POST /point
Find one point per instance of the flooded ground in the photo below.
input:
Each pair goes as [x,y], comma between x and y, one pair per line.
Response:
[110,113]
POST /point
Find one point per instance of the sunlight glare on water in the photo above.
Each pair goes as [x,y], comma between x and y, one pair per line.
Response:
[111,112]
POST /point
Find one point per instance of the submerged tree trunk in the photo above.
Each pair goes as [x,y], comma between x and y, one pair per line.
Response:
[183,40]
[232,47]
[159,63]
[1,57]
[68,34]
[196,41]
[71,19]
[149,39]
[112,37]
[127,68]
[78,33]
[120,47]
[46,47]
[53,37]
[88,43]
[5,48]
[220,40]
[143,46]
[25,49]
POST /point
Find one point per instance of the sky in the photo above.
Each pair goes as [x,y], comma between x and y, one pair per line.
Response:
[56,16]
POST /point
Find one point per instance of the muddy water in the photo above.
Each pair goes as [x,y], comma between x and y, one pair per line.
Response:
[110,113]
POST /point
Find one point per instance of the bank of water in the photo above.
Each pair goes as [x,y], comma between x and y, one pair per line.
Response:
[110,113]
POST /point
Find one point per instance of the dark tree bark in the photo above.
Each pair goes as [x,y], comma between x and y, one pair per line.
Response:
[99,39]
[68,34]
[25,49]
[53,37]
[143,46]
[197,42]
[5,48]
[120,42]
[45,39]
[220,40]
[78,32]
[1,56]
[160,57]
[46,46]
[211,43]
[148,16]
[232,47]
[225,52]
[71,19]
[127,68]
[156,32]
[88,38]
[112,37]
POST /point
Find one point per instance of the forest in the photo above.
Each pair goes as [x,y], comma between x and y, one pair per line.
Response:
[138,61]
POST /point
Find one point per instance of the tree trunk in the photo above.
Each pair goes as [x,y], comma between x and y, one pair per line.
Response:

--------

• What to do
Your answer should be the exact lines above from the one with "Find one point per instance of the bank" through the one with "Find one point per instance of the forest", both included, and nothing besides.

• Task output
Find one point per instance of the bank of water in the photo above.
Each pair goes as [x,y], comma between x and y, one pair per line.
Response:
[110,113]
POST /point
Find one point per instance of the dark tree bark in the photo above.
Each pair goes as [x,y], comma between x and y, one pair per line.
Response:
[99,39]
[68,34]
[25,49]
[53,37]
[143,46]
[197,42]
[5,48]
[120,42]
[45,39]
[220,40]
[78,32]
[1,56]
[160,57]
[46,46]
[211,43]
[148,16]
[232,47]
[225,52]
[71,19]
[127,68]
[156,32]
[88,38]
[112,37]
POST /point
Find one point per instance of the forest in the photo above.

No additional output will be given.